## Exercise 1
Decide whether each statement, (a) through (c), agrees with the sentence-break documentation below. Answer yes or no for each, and quote the deciding words from the text. (a) The default rule of the sentence-break algorithm is to break. (b) CLDR's el.xml extends $STerm to include the ASCII semicolon. (c) Locale-specific suppressions are applied as a post-pass.
## Exercise 2
In the records below, reproduce word for word the lines from the one containing "If you could drop a marker on the regal" through the end of the records, with both ends included. Leave the pictures out of your answer.

## Document text
::::::::::

Unicode.String.Break.Sentence (Unicode String v2.1.0)

Copy Markdown View Source

Single-pass DFA-style implementation of UAX #29 sentence break with locale-specific class extensions and abbreviation suppressions.

Background

The sentence-break algorithm differs from grapheme/word break in two important ways:

  • The default rule is no break (rule SB998 × Any). Sentence boundaries are emitted only by SB4 (ParaSep ÷) and by SB11 (SATerm Close* Sp* ParaSep? ÷), in the absence of an earlier suppressing rule.

  • SB8 has unbounded forward look-ahead — at an ATerm Close* Sp* it suppresses the break if a Lower letter is reached before any of OLetter | Upper | Lower | ParaSep | SATerm.

Locale-specific class extensions

Some locales extend the standard Sentence_Break property classes. CLDR's el.xml, for example, extends $STerm to include U+003B (ASCII semicolon) so that Greek text like "γδ; Ε" breaks at the semicolon. The walker accepts a locale argument and applies these per-locale overrides via classify/2.

State

The walker carries:

  • prev_actual — the property of the immediately-previous codepoint (without the SB5 transparent skip). Needed for SB3 (CR × LF).

  • effective_prev — the property of the previous non-transparent codepoint (Extend/Format are skipped per SB5).

  • before_aterm — the effective property before the most recent ATerm, used by SB7 ((Upper|Lower) ATerm × Upper).

  • phase — encodes how far we are through a potential sentence-terminating sequence (SA)Term Close* Sp* ParaSep?.

Suppressions

Locale-specific suppressions (e.g. "Mr.", "Dr.") are applied as a post-pass: when SB11 would fire after an ATerm-led sequence, the walker compares the trailing fragment of the segment against the suppression set and cancels the break on a longest-match.

Summary

Functions

Boundary predicate. Returns true if there is a sentence break between string_before and string_after.

Returns {first_sentence, rest} for string, or nil for empty input.

Splits string into sentences.

Functions

break?(string_before, string_after, locale, suppressions)

@spec break?(String.t(), String.t(), atom() | binary(), MapSet.t()) :: boolean()

Boundary predicate. Returns true if there is a sentence break between string_before and string_after.

When suppressing, the suppression check matches the trailing word of string_before.

next(string, locale, suppressions)

@spec next(String.t(), atom() | binary(), MapSet.t()) ::
  {String.t(), String.t()} | nil

Returns {first_sentence, rest} for string, or nil for empty input.

split(string, locale, suppressions)

@spec split(String.t(), atom() | binary(), MapSet.t()) :: [String.t()]

Splits string into sentences.

::::::::::

## Extracted material
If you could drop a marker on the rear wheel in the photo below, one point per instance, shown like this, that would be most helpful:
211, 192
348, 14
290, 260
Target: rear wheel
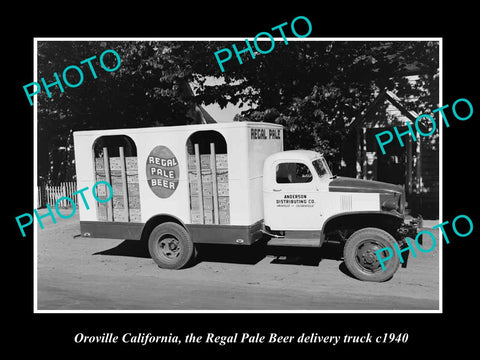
170, 246
360, 255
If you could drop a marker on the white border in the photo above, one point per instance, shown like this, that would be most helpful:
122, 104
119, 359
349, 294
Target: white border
35, 121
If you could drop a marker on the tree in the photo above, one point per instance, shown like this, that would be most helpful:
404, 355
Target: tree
315, 89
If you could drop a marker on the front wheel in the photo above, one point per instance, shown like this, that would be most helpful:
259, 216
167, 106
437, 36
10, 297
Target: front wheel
361, 259
170, 246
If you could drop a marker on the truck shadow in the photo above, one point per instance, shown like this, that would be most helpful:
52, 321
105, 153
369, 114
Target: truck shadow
256, 253
131, 248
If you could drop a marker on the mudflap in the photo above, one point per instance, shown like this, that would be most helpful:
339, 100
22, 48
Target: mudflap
409, 229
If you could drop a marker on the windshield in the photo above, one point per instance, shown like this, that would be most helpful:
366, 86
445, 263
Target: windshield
321, 167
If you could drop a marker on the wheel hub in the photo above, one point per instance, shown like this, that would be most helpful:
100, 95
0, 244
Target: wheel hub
366, 255
169, 247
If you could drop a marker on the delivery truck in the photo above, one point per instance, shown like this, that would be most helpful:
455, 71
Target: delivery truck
176, 187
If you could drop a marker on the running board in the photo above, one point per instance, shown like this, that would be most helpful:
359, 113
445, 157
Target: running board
297, 238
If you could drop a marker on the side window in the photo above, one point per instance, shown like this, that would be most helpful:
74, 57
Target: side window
291, 173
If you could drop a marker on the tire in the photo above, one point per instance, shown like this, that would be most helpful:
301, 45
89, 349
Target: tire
361, 259
170, 246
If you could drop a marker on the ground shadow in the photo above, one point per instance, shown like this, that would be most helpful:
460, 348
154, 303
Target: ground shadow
132, 248
230, 254
238, 254
304, 255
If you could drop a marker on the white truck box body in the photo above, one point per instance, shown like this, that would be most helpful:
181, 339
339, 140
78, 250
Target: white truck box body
248, 144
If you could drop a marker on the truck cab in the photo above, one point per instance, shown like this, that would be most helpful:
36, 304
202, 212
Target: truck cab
306, 205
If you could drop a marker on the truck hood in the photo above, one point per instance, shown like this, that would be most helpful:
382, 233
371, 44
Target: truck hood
344, 184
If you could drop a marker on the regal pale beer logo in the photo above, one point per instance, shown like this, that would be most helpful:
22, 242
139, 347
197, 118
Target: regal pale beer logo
162, 171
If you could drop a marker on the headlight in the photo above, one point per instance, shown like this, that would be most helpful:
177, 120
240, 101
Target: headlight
390, 202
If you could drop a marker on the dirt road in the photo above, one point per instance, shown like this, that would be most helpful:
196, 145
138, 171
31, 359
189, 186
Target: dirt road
104, 274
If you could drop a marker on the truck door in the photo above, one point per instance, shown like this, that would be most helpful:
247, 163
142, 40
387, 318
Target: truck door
292, 197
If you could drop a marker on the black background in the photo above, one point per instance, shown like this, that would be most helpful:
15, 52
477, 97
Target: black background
52, 334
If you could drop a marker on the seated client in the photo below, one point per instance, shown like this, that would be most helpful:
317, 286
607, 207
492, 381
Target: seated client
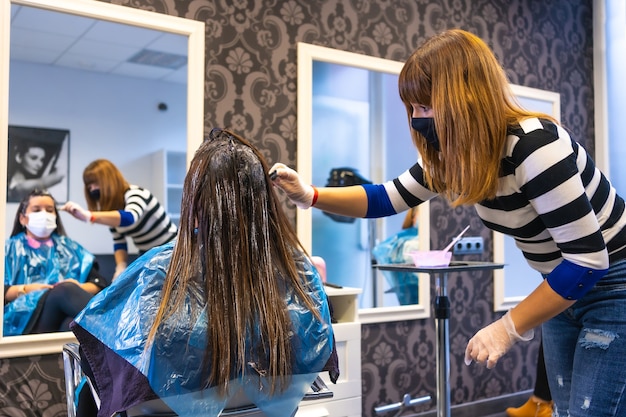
48, 277
233, 304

::::::::::

## Task solution 1
(a) No: "The default rule is no break (rule SB998 × Any)."
(b) Yes: "CLDR's el.xml, for example, extends $STerm to include U+003B (ASCII semicolon)"
(c) Yes: "Locale-specific suppressions (e.g. "Mr.", "Dr.") are applied as a post-pass"

## Task solution 2
If you could drop a marker on the regal pale beer logo in the photo above, one point per instance, shown like this, that would be most helpful:
22, 242
139, 347
197, 118
Target: regal pale beer logo
162, 171
If you could drop a marker on the headlight in the photo above, one point per instance, shown like this, that would be most helpful:
177, 120
240, 101
Target: headlight
390, 202
If you could drop a marker on the dirt road in the photo above, one point per instance, shown like this, that would be most helpful:
196, 145
138, 171
31, 359
189, 186
Target: dirt road
104, 274
If you could drop a marker on the truck door in the photo above, one point per instance, shown like this, that would be most helpful:
247, 163
142, 40
387, 318
Target: truck door
292, 197
If you could drop a marker on the black background in the photo above, one point per instance, shown like this, that would be most helpful:
15, 52
477, 97
Target: black background
52, 334
If you could drop a marker on the seated client in the photo below, one point per instance, shown like this, that would be most helpful:
317, 286
607, 207
492, 381
Target: seated client
48, 277
233, 304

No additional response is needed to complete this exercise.